*WHAT YOU ARE ASKED TO DO*
Reproduce a portion of the Ersama cyclone text below word for word, beginning at the words "Together with good" and stopping after "become more responsible.".

*EXCERPT*
Musings that the Ersama cyclone was caused by carbon dumping into the atmosphere or exacerbated by destruction of coastal mangrove belts (their surface roughness factor will not significantly impede a tidal wave) need to be set aside and the task of saving lives in future cyclones needs a thrust.
Major industrial accidents and cyclones are similar in two vital respects. Both are large uncontrolled energy releases which happen with minimum warning. Technology can mitigate the effects of both events - in industrial accidents by reducing their occurrence frequency and magnitude and in cyclones, by providing adequate warning time.
Together with good ESP, technology has reduced loss of life in industrial accidents and cyclones in many parts of the world, so why not in India? But to do that, loss of life in cyclones, as is with industrial accidents, should now no longer be considered to be an :ct of God', but as human-made, and the principle of strict liability should be applied to cyclones to cajole governments to become more responsible.
Liberalisation is the nineties catchword for gain maximisation. Like other Indian states, Orissa too rode the rainbow and attracted industry by aggressively advertising its assets - mineral wealth, power surplus and cheap labour. With 3.5 per cent of India's population, Orissa in the recent past, was able to attract 9 per cent of India's new investments on hand, growing at 35 per cent per annum, and making Orissa one of the top five destination-states for new investments in India.
But, Orissa was totally unprepared for the Ersama cyclone and what happened there has close parallels in recent Indian history. For instance, Surat was a boom town in the early 1990s because of a rapid growth of business. But, the city neglected its public health programme and gained the dubious distinction of being the filthiest town in western India. The result was the 1994 plague which caused panic in India and abroad, the migration of a half million people from Surat, dislocation, stress and income loss to thousands of families, and a sharp whack for the city's and Gujarat's economy.
Orissa failed to learn from the Surat plague episode that a gain maximisation programme without an effective risk minimisation one - even though it fetches no returns - can be disastrous. The Surat plague episode caused Gujarat a financial loss of a few hundred crore. But the Ersama cyclone proved to be far more expensive. The Orissa Disaster Mitigation Mission estimates the material loss to be Rs 20,000 crore. If each life lost in the cyclone costs Rs 40 lakh, the total loss jumps to Rs 40,000 crore, which is about five times the annual expenditure of Orissa government.
Both Surat and Ersama clearly demonstrate that actual risk and human perception of it are separate factors which need not necessarily overlap. The Ersama super cyclone was a high-risk event with a mortality rate of 5,000 in a million (expressed as 5000E-6). Yet, Orissa's unpreparedness for it can be best explained by a public perception which associated low risk with cyclones. On the other hand, the Surat plague was a low-risk event with a mortality rate (5E-6) a thousand times lower than that of the Ersama cyclone. Yet, soon after the plague broke out, people perceived the risk to be so high that there was a frenzied exodus of a half million people from Surat.

*RECORD LIST*
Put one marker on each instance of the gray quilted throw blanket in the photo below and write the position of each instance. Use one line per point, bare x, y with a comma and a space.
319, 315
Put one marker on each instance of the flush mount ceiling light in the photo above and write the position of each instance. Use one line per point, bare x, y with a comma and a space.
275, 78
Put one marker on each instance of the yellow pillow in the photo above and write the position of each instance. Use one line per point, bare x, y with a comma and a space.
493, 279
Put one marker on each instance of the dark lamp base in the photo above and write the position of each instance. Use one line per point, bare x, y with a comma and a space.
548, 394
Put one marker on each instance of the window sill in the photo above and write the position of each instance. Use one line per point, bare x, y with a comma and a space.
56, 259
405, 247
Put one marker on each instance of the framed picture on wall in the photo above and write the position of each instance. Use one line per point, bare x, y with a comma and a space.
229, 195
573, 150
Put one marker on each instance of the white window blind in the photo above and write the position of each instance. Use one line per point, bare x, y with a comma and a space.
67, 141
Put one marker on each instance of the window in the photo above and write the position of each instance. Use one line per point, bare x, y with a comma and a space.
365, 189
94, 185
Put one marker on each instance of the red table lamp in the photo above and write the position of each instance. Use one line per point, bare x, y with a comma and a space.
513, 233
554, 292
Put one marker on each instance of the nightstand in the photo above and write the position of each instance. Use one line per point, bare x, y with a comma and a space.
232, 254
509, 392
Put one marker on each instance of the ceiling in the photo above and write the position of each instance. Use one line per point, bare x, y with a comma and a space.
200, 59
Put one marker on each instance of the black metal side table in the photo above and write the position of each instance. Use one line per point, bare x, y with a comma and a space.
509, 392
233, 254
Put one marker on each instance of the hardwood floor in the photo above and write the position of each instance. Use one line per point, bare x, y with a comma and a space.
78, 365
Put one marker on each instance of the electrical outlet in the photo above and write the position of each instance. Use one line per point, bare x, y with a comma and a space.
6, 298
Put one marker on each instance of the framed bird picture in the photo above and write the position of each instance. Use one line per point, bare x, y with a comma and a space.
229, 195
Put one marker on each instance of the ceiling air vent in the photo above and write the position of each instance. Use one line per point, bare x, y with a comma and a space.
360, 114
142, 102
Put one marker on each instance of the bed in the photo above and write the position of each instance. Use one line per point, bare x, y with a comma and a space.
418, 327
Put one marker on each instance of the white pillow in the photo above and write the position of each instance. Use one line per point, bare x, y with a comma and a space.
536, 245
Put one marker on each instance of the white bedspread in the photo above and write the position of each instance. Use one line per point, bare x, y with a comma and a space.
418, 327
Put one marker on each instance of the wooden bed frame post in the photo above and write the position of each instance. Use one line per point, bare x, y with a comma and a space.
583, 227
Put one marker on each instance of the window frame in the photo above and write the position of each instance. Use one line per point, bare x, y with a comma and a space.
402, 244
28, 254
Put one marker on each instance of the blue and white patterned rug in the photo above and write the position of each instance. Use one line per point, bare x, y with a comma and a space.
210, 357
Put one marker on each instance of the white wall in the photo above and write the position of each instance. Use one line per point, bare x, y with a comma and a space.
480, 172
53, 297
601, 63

*THE ANSWER*
Together with good ESP, technology has reduced loss of life in industrial accidents and cyclones in many parts of the world, so why not in India? But to do that, loss of life in cyclones, as is with industrial accidents, should now no longer be considered to be an :ct of God', but as human-made, and the principle of strict liability should be applied to cyclones to cajole governments to become more responsible.